**** Input for this task ****
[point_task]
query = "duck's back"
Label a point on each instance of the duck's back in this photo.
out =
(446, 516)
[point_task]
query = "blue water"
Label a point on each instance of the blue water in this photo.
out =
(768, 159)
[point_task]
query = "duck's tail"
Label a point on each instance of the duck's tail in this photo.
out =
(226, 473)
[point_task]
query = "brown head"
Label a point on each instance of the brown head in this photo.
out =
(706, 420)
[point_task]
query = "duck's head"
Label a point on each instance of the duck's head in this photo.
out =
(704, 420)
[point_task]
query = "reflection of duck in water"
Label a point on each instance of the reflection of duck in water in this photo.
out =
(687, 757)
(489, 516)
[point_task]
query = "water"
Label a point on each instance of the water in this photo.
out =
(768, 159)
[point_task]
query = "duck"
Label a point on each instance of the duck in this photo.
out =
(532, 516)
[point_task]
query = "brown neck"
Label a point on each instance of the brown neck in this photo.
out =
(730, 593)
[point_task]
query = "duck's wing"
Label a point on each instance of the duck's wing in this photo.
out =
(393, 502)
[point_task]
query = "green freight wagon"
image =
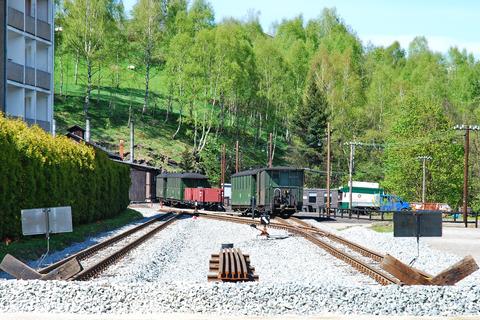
****
Your answer should be a single number: how many lines in the data above include "photo"?

10